### Problem
Copy every line of the records from the line containing "the white roof" through the end of the records, with each keypoint coordinate in the answers offset by adding 73. Leave all other numbers unchanged.

### Supplied information
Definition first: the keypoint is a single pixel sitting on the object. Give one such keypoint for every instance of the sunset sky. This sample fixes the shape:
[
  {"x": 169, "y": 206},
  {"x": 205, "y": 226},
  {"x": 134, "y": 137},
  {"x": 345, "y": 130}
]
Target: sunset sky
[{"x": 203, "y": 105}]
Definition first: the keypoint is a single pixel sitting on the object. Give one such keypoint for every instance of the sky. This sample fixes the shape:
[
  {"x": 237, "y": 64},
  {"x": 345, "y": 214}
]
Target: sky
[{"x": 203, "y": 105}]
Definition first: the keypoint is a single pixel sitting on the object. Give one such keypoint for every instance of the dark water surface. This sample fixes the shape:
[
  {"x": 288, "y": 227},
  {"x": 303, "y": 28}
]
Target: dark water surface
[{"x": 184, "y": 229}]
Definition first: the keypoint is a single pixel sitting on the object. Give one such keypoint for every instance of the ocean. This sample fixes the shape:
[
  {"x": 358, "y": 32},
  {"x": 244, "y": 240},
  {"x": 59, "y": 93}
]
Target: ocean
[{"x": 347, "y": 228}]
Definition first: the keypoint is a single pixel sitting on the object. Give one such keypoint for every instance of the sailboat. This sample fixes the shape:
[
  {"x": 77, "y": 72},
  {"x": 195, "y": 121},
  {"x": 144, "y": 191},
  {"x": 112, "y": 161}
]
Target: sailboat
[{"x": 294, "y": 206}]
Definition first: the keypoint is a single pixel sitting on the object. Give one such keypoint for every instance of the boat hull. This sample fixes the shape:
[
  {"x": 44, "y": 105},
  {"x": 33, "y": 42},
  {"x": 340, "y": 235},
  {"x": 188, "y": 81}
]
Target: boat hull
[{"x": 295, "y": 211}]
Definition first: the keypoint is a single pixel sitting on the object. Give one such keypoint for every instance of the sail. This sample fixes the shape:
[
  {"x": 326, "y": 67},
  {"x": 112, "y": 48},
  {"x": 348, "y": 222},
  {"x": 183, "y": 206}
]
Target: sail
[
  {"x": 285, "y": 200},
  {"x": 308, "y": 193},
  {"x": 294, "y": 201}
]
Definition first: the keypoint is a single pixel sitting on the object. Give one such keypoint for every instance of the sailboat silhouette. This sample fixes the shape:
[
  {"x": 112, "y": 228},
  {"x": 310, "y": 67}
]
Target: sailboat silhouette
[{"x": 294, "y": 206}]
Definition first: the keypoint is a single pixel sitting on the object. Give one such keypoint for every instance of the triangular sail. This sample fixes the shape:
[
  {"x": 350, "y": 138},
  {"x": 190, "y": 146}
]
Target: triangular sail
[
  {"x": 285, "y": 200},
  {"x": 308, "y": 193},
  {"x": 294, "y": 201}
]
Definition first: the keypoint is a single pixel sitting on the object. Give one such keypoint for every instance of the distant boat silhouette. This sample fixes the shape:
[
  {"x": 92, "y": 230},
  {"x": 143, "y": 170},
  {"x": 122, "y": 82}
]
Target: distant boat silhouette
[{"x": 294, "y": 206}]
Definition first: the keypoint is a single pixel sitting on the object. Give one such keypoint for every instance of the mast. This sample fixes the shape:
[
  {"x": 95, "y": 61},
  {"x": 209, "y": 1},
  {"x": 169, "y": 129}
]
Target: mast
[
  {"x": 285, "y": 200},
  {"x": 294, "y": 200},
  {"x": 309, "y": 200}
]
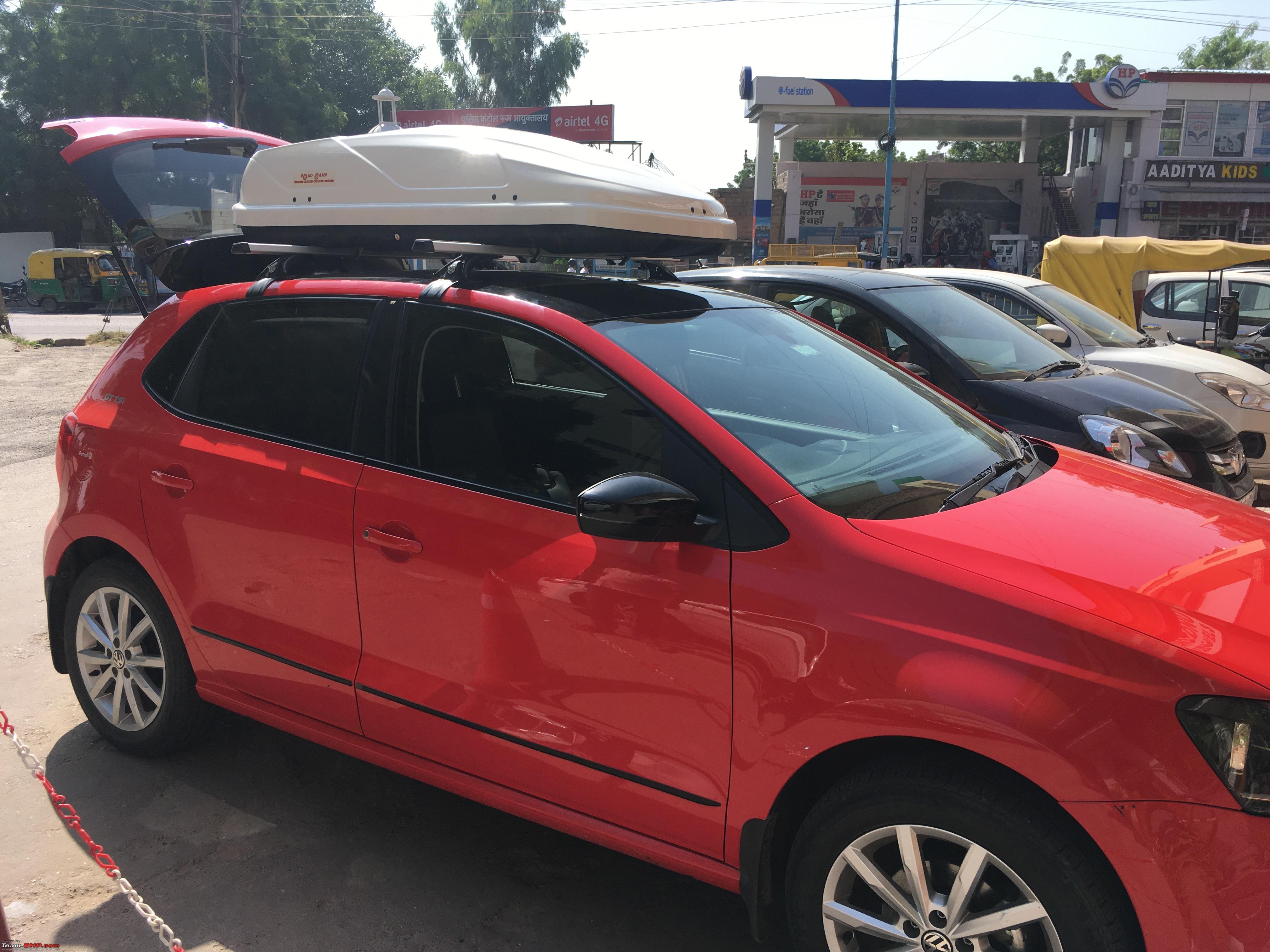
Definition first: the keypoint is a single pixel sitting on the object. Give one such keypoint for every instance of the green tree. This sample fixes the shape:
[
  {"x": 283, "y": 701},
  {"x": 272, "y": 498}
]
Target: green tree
[
  {"x": 1230, "y": 50},
  {"x": 507, "y": 53},
  {"x": 312, "y": 66}
]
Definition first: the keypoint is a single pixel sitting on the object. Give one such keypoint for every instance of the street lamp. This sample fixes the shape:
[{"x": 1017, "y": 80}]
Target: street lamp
[{"x": 386, "y": 96}]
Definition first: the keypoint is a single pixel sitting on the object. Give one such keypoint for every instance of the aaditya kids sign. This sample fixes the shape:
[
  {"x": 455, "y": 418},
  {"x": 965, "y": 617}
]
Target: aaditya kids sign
[{"x": 1189, "y": 171}]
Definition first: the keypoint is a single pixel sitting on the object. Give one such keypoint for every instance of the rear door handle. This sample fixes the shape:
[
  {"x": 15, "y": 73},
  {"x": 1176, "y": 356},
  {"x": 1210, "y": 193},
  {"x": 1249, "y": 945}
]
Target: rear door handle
[
  {"x": 399, "y": 542},
  {"x": 164, "y": 479}
]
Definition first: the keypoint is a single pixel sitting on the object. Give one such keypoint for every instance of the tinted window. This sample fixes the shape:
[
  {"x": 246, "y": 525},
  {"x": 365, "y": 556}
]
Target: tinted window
[
  {"x": 1006, "y": 304},
  {"x": 502, "y": 405},
  {"x": 993, "y": 346},
  {"x": 1101, "y": 327},
  {"x": 281, "y": 367},
  {"x": 1254, "y": 301},
  {"x": 853, "y": 433},
  {"x": 1192, "y": 300}
]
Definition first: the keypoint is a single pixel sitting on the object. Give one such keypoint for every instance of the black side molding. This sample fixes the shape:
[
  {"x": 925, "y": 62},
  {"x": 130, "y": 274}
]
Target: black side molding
[
  {"x": 56, "y": 592},
  {"x": 756, "y": 878}
]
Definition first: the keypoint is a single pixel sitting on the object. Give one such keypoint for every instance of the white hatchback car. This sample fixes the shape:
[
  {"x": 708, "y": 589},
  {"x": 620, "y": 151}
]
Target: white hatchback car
[
  {"x": 1184, "y": 304},
  {"x": 1234, "y": 390}
]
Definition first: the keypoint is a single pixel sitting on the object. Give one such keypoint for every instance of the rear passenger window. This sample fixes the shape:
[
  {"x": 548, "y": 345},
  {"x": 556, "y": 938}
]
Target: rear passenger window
[
  {"x": 285, "y": 369},
  {"x": 505, "y": 407}
]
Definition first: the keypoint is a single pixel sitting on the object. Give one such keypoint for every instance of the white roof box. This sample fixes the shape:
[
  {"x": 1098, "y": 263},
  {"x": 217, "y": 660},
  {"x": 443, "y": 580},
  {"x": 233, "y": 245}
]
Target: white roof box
[{"x": 464, "y": 183}]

### The output
Definition first: the keypoint is a single pixel sitting on the object. Give one such keypoint for every instance of the white roof box. This sample fixes the shape:
[
  {"x": 1098, "y": 263},
  {"x": 217, "y": 660},
  {"x": 443, "y": 580},
  {"x": 233, "y": 245}
]
Target: white roof box
[{"x": 537, "y": 256}]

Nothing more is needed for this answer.